* _SUPPLIED PASSAGE_:
● ● ● ● ● ● ●

ST. GEORGE 7 MONTH SECURED
PURCHASE NOTE
This Secured Purchase Note (the “
Purchase Note ”) is executed June 18, 2009, by and
between Drinks Americas Holdings, Ltd., a Delaware corporation,
(the “ Company ”) and St. George Investments,
LLC, an Illinois limited liability company, (the “
Investor ”).
All capitalized terms not otherwise defined
herein shall have the same meaning ascribed to them in the
Securities Purchase Agreement dated of even date
herewith.
RECITALS :
WHEREAS , the Company has authorized the sale and
issuance of a non-interest bearing note, a warrant and common stock
issuable upon full or partial satisfaction of the Note or exercise
of the warrant (collectively, the Drinks Debenture, the Warrant and
the Underlying Shares shall be referred to as the “
Securities ”) in exchange for a loan by the Investor
to the Company of Four Million Dollars ($4,000,000) (the “
Loan Amount ”);
WHEREAS , as an inducement to enter into this Agreement
and as collateral for the Drinks Debenture, certain Affiliates have
agreed to pledge 12,000,000 shares of common stock of the Company,
of which 9,000,000 shares of the Collateral Shares shall have been
issued as of a date six (6) months or more prior to the date
hereof;
WHEREAS , as further inducement to enter into this
Agreement and as further security, J. Patrick Kenny has agreed to
provide a personal guaranty on a portion of the Loan Amount and all
interest and penalties;
WHEREAS , the Investor has paid $375,000 in cash and
issued to the Company ten (10) secured notes in the amount of
$250,000 each and one (1) secured note in the amount of $125,000,
in exchange for the delivery of the Securities and the Collateral
Shares;
WHEREAS , at the Closing, the Company desires to sell,
and the Investor desires to purchase, the Warrant and the Debenture
upon the terms and conditions stated in this Purchase Note;
and
NOW, THEREFORE , in consideration of the foregoing recitals and
the mutual promises, representations, warranties and covenants
hereinafter set forth and for other good and valuable
consideration, the receipt and sufficiency of which are hereby
acknowledged, the parties hereto agree as follows:
1.
The Note
(a)
Amount . This Purchase Note shall be in the amount of
$250,000 (the “ Loan ”), which the Investor
shall deliver to the Company at the Closing.
(b)
Interest . The Loan shall bear interest at a rate
of 5% per year and the interest will be payable in full upon the
maturity date unless sooner prepaid.
(c)
Maturity Date . The Purchase Note shall be due
and payable in full and in cash on the date that is fifty (50)
months from the date hereof or August 18, 2013 or such earlier date
as described in subsection 1(d), below (the “ Maturity
Date ”). The Investor shall be required to pay
the full amount of the Loan in cash, unless Investor is permitted
to offset the amount then due by any amount owed under the Drinks
Debenture as provided by Section 3 below.
(d)

● ● ● ● ● ● ●

* _TASK A_: Reproduce the records below line for line, leaving the pictures out of your answer.

* _STUDY MATERIAL_:
● ● ● ● ● ● ●

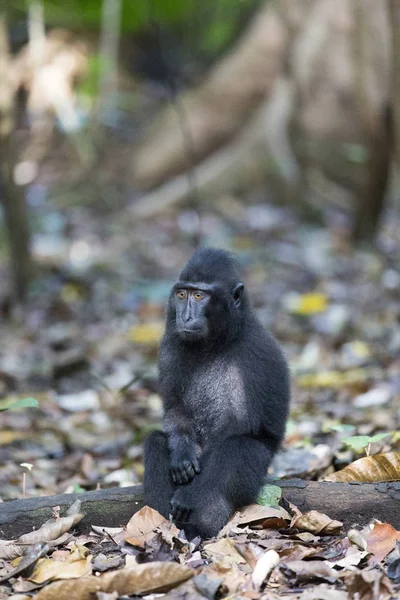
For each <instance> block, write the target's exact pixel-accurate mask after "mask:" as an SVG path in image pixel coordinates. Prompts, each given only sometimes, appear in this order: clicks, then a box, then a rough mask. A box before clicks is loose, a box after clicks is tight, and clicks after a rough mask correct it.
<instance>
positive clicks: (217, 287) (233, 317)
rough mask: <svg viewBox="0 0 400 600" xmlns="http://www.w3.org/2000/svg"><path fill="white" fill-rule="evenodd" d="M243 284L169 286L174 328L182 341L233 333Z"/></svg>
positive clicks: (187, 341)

● ● ● ● ● ● ●

* _TASK B_: Summarize the purchase note in two sentences.

* _WRITTEN SOLUTION A_:
For each <instance> block, write the target's exact pixel-accurate mask after "mask:" as an SVG path in image pixel coordinates. Prompts, each given only sometimes, appear in this order: clicks, then a box, then a rough mask. A box before clicks is loose, a box after clicks is tight, and clicks after a rough mask correct it.
<instance>
positive clicks: (217, 287) (233, 317)
rough mask: <svg viewBox="0 0 400 600" xmlns="http://www.w3.org/2000/svg"><path fill="white" fill-rule="evenodd" d="M243 284L169 286L174 328L182 341L233 333Z"/></svg>
positive clicks: (187, 341)

* _WRITTEN SOLUTION B_: The purchase note, executed June 18, 2009, between Drinks Americas Holdings, Ltd. and St. George Investments, LLC, recites that the Company has authorized issuing a note, a warrant and common stock in exchange for a $4,000,000 loan from the Investor, with 12,000,000 pledged shares and a personal guaranty from J. Patrick Kenny as security. This note is for $250,000, bears 5% yearly interest payable at maturity, and is due in cash fifty months from its date, or August 18, 2013, unless an earlier date applies.